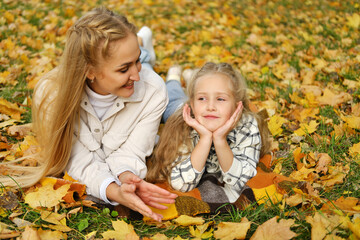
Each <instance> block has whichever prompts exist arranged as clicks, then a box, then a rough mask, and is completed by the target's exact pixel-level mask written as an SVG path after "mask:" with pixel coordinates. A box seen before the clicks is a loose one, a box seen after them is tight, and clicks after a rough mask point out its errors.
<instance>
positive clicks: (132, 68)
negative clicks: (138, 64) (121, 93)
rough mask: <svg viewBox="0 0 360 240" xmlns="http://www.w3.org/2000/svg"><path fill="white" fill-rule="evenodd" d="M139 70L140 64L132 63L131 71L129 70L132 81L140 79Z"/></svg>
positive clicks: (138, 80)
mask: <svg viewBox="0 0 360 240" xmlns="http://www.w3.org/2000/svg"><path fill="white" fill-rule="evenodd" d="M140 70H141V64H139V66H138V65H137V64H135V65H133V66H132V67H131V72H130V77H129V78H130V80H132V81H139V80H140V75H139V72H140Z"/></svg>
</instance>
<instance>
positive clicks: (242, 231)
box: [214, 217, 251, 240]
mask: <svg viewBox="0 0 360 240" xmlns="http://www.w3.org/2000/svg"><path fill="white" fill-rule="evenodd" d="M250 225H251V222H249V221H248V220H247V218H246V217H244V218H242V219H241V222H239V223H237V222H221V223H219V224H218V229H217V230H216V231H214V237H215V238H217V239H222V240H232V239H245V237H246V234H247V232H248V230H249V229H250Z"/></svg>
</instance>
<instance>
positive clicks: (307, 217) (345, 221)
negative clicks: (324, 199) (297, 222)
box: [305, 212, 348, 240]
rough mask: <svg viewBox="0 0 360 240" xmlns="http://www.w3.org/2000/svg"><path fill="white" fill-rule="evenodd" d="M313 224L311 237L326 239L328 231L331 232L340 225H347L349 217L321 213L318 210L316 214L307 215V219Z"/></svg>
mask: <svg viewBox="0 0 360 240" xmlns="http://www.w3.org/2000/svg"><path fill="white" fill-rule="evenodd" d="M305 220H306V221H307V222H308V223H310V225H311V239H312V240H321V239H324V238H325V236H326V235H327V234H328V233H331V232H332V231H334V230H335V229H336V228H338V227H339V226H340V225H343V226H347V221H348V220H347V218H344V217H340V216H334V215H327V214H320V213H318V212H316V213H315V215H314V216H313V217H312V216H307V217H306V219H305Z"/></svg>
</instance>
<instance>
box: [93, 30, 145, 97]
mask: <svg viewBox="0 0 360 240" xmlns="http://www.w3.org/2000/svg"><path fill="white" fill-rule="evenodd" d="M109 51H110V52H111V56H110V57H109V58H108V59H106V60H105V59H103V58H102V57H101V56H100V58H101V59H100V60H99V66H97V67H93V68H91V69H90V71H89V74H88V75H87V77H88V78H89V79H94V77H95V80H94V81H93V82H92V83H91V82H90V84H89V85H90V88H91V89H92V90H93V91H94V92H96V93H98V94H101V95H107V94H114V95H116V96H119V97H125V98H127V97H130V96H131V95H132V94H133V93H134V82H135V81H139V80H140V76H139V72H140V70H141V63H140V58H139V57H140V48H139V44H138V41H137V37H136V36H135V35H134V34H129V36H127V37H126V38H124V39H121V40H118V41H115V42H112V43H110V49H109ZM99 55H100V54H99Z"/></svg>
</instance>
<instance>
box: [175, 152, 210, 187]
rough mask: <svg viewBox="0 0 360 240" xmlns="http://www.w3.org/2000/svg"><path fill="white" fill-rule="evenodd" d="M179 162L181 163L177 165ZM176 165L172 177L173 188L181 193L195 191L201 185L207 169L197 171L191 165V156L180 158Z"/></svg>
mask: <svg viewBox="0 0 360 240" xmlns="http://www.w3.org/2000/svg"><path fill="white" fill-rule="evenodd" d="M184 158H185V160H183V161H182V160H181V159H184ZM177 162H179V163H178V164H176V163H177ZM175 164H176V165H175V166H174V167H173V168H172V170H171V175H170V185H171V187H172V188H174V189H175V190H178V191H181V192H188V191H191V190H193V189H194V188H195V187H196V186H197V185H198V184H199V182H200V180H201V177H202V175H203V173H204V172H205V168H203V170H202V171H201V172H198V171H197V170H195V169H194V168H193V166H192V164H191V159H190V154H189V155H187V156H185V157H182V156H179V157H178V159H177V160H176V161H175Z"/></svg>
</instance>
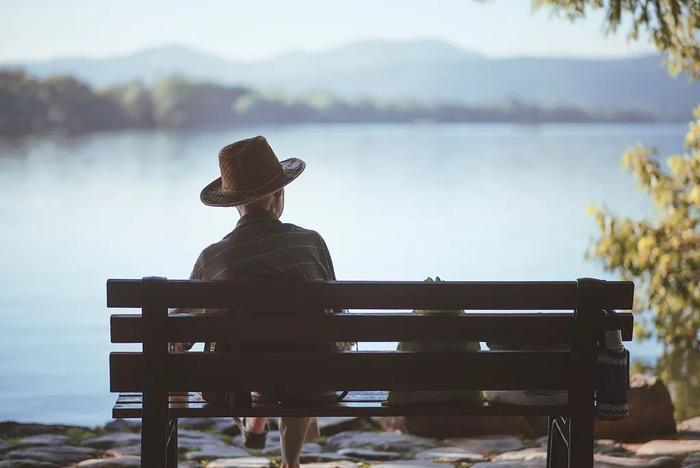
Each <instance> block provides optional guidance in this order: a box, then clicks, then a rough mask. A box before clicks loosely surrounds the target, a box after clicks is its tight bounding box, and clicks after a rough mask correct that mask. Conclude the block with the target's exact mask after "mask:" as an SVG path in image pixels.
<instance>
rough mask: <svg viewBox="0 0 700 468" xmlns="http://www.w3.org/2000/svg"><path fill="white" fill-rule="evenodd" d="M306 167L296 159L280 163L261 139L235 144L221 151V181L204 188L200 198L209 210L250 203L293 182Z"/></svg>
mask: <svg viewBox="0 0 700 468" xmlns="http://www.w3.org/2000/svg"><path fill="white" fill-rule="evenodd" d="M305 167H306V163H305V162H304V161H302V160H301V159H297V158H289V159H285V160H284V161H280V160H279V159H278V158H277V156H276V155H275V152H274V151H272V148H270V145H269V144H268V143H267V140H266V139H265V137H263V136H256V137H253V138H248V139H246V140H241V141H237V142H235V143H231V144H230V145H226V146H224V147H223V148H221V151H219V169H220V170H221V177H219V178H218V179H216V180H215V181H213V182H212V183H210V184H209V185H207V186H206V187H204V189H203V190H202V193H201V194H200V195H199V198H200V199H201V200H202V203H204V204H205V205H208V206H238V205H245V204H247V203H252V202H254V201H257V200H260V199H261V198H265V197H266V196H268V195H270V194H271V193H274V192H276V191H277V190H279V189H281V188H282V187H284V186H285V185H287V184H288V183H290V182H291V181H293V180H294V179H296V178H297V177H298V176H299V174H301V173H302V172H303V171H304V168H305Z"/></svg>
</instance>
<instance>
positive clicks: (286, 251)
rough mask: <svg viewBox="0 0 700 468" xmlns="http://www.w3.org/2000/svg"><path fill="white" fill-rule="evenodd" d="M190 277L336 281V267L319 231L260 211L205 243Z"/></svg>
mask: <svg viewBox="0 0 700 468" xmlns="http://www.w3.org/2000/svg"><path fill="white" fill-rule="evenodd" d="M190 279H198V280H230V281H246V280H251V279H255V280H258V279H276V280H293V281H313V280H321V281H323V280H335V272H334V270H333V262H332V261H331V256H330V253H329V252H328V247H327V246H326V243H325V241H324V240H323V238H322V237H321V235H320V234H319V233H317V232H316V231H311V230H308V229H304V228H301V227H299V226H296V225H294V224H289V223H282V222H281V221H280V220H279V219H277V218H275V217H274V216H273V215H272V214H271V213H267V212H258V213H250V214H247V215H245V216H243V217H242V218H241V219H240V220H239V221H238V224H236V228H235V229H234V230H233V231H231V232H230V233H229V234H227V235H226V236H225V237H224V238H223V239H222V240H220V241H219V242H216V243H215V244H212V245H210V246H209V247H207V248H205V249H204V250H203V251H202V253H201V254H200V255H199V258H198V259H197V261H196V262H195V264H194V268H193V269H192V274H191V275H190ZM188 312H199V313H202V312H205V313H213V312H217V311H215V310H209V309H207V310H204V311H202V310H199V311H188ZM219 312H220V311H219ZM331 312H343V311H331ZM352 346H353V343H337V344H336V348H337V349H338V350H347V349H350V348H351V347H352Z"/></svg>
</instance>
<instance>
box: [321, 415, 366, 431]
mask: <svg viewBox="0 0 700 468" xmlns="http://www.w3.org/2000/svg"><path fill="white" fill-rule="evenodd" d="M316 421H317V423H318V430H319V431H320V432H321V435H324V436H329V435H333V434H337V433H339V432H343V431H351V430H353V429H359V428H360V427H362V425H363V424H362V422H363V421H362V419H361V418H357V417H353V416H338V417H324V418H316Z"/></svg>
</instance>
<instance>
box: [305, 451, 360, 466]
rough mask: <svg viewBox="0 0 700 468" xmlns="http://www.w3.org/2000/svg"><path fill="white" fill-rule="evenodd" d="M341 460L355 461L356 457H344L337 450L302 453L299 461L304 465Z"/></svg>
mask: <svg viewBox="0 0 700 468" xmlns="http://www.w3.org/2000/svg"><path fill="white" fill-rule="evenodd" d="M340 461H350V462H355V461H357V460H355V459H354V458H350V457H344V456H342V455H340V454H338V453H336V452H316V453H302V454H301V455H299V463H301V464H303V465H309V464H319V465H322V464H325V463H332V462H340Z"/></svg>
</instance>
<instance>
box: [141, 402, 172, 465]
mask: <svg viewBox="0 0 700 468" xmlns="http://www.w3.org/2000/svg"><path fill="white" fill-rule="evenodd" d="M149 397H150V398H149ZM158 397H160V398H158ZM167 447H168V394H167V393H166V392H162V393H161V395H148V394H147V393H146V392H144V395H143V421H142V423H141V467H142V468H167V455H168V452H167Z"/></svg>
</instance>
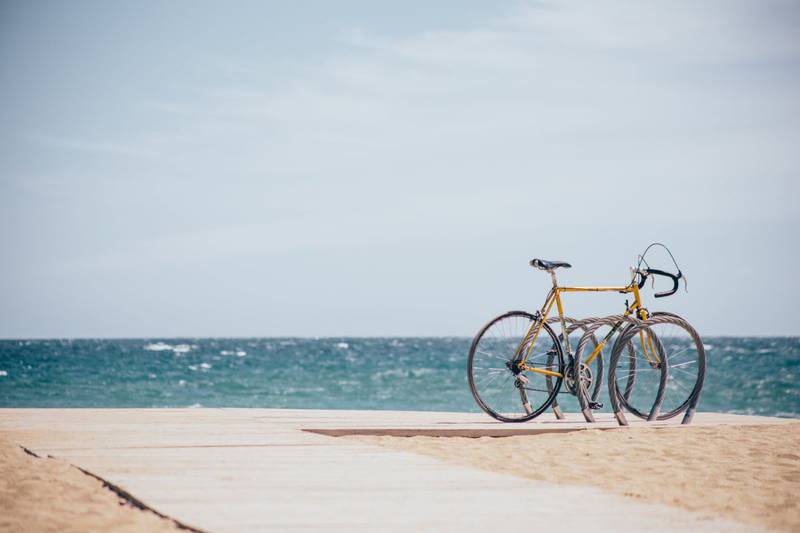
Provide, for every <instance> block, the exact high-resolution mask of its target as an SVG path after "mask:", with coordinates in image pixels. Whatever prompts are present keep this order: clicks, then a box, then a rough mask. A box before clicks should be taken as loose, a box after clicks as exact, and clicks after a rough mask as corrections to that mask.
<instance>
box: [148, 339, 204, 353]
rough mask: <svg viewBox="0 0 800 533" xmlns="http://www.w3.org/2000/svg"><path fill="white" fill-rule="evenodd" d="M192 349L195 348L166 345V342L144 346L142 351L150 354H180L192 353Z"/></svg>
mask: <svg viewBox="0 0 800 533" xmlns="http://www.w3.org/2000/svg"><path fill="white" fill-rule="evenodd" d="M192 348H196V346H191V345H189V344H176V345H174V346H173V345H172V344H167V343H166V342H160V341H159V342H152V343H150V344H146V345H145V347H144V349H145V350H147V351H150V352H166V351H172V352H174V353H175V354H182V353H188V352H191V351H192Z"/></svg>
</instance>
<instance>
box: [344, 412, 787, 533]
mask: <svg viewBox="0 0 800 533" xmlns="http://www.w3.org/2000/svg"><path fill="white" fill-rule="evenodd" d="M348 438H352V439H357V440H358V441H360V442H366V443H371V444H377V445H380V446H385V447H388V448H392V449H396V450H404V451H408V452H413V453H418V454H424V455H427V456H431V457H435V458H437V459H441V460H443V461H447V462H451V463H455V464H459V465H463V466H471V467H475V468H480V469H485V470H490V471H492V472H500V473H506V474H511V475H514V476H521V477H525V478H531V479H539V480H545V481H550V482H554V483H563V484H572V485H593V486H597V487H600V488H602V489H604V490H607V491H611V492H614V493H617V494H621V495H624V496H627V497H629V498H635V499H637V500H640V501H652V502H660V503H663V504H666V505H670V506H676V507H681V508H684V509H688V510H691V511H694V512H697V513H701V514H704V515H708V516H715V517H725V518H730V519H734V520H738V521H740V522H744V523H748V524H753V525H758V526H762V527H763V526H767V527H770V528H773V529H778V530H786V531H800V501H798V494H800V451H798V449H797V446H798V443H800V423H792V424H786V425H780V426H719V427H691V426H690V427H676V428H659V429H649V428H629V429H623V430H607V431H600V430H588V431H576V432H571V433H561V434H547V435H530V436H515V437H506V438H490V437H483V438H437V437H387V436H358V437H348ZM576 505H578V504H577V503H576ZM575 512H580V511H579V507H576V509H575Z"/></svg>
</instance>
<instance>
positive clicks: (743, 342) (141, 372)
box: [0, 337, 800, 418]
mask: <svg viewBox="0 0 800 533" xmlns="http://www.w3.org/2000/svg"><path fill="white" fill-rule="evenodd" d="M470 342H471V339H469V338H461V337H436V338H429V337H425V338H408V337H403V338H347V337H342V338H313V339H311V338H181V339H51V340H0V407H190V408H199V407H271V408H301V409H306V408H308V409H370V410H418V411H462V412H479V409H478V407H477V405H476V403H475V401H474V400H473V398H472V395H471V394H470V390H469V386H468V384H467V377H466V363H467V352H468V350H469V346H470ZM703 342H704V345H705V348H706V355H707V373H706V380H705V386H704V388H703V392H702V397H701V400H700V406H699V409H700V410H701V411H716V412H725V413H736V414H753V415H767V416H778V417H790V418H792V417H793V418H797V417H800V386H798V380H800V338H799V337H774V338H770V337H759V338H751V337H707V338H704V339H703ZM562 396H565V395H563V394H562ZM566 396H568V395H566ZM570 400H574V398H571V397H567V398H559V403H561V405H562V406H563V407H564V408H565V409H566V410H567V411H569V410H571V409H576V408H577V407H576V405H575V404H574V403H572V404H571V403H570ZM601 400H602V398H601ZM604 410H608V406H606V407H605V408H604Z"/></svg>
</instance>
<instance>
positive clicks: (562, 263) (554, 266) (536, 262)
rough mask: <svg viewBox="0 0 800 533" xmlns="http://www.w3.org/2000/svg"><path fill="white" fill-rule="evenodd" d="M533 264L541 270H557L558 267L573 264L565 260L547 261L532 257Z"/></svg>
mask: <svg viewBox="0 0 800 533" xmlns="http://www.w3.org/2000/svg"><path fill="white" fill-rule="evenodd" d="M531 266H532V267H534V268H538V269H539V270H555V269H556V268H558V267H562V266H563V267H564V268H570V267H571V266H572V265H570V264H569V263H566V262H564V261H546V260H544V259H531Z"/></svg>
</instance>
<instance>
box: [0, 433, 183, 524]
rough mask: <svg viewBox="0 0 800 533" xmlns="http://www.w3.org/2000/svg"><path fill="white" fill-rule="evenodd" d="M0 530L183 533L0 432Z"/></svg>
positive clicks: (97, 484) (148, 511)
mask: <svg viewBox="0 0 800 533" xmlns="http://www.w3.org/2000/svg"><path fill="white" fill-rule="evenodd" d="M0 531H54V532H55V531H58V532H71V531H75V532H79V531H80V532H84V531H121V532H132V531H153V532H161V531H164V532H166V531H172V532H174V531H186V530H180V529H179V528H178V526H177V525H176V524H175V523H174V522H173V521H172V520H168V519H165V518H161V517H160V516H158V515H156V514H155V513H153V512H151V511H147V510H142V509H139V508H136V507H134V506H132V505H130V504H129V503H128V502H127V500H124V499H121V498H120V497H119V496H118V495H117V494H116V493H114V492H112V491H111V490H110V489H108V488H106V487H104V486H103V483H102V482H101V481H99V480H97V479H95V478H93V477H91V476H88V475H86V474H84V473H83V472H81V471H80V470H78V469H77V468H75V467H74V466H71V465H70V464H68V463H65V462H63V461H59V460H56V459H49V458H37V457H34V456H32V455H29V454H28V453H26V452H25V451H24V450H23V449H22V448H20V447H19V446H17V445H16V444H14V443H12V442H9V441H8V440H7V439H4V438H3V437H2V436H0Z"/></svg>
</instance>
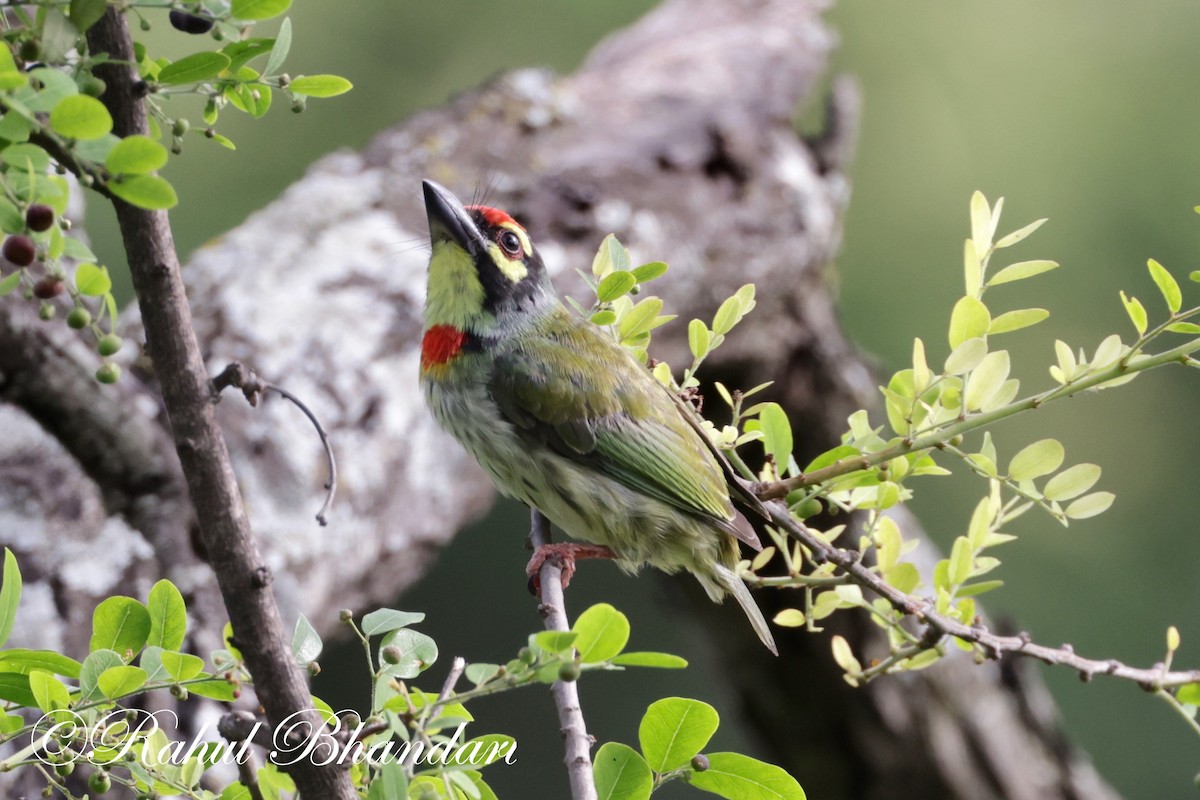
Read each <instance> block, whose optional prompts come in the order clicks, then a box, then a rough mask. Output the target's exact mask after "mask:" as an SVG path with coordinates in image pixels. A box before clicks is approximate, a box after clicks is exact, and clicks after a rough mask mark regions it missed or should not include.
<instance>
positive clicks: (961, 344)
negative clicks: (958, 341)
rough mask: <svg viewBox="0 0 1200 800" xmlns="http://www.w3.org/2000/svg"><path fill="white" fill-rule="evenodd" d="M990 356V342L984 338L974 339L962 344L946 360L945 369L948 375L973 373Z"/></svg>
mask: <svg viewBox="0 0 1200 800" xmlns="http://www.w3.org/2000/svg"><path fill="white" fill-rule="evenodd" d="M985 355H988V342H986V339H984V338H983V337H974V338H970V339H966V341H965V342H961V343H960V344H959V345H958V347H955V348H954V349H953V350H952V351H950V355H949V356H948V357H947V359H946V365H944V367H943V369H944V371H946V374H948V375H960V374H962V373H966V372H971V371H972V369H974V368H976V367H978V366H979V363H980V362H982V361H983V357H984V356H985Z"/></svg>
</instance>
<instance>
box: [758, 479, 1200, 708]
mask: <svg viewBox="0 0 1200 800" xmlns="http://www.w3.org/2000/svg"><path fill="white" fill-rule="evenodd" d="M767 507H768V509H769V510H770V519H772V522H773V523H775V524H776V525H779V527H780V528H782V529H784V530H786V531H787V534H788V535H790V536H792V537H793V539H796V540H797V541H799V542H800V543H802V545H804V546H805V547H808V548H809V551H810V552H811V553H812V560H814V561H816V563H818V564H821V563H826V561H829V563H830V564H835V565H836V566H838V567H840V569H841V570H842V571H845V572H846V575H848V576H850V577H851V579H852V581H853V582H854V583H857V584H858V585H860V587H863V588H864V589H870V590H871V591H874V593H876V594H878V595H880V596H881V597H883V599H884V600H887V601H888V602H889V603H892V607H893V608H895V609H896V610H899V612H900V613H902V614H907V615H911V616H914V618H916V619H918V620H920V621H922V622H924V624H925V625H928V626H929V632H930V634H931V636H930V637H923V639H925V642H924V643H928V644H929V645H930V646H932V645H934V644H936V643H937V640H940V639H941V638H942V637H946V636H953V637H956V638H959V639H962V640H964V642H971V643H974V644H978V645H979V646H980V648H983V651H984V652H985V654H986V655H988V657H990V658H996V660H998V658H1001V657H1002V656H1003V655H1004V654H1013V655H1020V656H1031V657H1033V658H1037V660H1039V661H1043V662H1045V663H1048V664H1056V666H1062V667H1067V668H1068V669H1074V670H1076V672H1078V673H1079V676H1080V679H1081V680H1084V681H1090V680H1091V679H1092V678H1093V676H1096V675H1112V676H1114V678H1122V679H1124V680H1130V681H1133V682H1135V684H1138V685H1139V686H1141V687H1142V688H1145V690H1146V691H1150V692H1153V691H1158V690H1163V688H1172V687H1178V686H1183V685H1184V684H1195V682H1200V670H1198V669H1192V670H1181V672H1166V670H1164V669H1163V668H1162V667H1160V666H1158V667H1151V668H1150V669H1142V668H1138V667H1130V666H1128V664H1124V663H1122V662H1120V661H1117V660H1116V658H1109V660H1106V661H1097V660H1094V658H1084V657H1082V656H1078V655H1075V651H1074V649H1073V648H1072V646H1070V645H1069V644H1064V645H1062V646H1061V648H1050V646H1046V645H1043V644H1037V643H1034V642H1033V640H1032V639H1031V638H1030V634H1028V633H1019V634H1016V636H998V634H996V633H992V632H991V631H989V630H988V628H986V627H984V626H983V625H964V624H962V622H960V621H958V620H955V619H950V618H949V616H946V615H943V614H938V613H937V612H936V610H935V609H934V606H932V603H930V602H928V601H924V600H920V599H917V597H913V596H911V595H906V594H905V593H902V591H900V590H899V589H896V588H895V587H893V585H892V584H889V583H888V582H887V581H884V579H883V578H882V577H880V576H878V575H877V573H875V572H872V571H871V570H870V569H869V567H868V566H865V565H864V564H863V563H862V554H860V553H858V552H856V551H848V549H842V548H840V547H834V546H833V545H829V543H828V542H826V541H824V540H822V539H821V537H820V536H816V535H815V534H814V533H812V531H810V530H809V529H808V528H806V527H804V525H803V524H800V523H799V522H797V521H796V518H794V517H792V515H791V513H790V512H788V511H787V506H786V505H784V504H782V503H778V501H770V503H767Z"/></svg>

HOW TO COMPLETE THIS TASK: Your answer should be the lines from the first record down to the line containing "negative clicks: (138, 64) (121, 93)", restated exactly, with no pictures.

TASK RESPONSE:
Each <instance> block has whichever prompts exist arranged as clicks, then a box, then a rough mask, and is completed by the target's exact pixel-level mask written as an SVG path after "mask:" with pixel coordinates. A box seen before the clicks is a loose one, a box seen after them is tight, and clicks after a rough mask point out its errors.
<instance>
positive clicks: (132, 68)
negative clicks: (138, 64) (121, 93)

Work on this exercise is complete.